— What you have to do —
Each entry that follows must be output without any deviation.
##### Listed records #####
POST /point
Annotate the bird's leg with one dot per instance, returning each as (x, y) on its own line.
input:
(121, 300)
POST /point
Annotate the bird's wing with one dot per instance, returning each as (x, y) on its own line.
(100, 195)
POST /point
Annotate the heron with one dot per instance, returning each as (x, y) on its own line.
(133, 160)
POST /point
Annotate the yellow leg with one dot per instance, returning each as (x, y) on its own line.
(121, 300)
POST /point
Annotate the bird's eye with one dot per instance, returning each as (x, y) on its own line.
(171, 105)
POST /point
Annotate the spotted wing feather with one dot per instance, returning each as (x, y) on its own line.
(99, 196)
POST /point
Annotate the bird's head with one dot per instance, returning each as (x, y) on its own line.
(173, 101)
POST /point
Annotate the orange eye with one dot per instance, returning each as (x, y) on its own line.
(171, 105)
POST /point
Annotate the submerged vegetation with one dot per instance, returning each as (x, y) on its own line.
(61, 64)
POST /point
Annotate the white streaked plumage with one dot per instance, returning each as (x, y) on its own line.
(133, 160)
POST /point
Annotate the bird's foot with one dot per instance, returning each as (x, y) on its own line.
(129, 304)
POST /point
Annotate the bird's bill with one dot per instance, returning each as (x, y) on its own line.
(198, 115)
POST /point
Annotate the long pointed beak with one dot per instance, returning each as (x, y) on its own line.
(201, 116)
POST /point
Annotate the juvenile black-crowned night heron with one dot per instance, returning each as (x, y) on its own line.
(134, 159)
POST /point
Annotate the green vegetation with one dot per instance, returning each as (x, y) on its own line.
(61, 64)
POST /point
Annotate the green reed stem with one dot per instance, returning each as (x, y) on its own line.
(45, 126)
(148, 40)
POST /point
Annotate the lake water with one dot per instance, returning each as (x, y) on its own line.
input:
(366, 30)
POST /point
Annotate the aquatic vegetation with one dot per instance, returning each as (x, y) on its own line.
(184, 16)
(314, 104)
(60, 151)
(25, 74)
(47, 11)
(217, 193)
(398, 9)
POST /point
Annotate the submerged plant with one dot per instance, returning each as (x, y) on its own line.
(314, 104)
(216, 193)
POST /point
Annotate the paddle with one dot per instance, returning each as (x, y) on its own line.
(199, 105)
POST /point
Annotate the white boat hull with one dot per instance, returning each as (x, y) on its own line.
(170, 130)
#####
— Answer to the task —
POST /point
Annotate the bird's leg with one dot per instance, returning each as (x, y) on its own line.
input:
(121, 300)
POST /point
Annotate the bird's wing with one dot per instance, returning each as (x, y) on its own line.
(100, 195)
POST /point
Annotate the heron with one dot per instance, returning each as (x, y) on its own line.
(133, 160)
POST /point
Annotate the yellow leg with one dot per instance, returning each as (x, y) on its own line.
(121, 300)
POST /point
Annotate the bird's eye with one dot per instance, returning each as (x, y) on its own line.
(171, 105)
POST /point
Annotate the spotted wing feather with one dot per instance, returning each as (x, y) on its own line.
(99, 196)
POST /point
Annotate the bird's head with one dot per instance, returning each as (x, y) on its own line.
(173, 101)
POST /point
Annotate the orange eye with one dot per instance, returning each as (x, y) on its own line.
(171, 105)
POST /point
Annotate the submerged vegetation with one dot per instance, returning each as (x, y) on its own line.
(61, 64)
POST /point
Annotate the white streaked plumage with one dot per instance, returning each as (x, y) on its own line.
(133, 160)
POST /point
Annotate the bird's foot with one dot per instance, returning each as (x, y) on its own line.
(129, 304)
POST /point
Annotate the bird's bill with one dot per instance, returning each as (x, y) on its own line.
(198, 115)
POST /point
Annotate the long pointed beak with one dot per instance, returning each as (x, y) on its own line.
(201, 116)
POST /point
Annotate the juvenile black-crowned night heron with one dot per instance, returning each as (x, y) on its own line.
(134, 159)
POST /point
Annotate the green vegetation with one dot per instance, returning each as (x, y) on its own line.
(61, 64)
POST /point
Annotate the green reed stem with one dot per instance, returning each as (x, y) on its own line.
(45, 126)
(148, 40)
POST /point
Annotate the lake water with one dot per instance, returning each as (x, y) on its own line.
input:
(366, 30)
POST /point
Annotate the aquatic vegetation with one dot per instance, returning each as (x, y) on its own line.
(184, 16)
(314, 104)
(60, 151)
(25, 74)
(47, 11)
(217, 193)
(398, 9)
POST /point
Annotate the submerged plant with one dot per instance, returning each as (x, y) on its own line.
(314, 104)
(216, 193)
POST /point
Annotate the paddle with one dot per instance, returning each as (x, y) on its own line.
(199, 105)
POST /point
Annotate the white boat hull with one dot per instance, returning each as (x, y) on its own line.
(170, 130)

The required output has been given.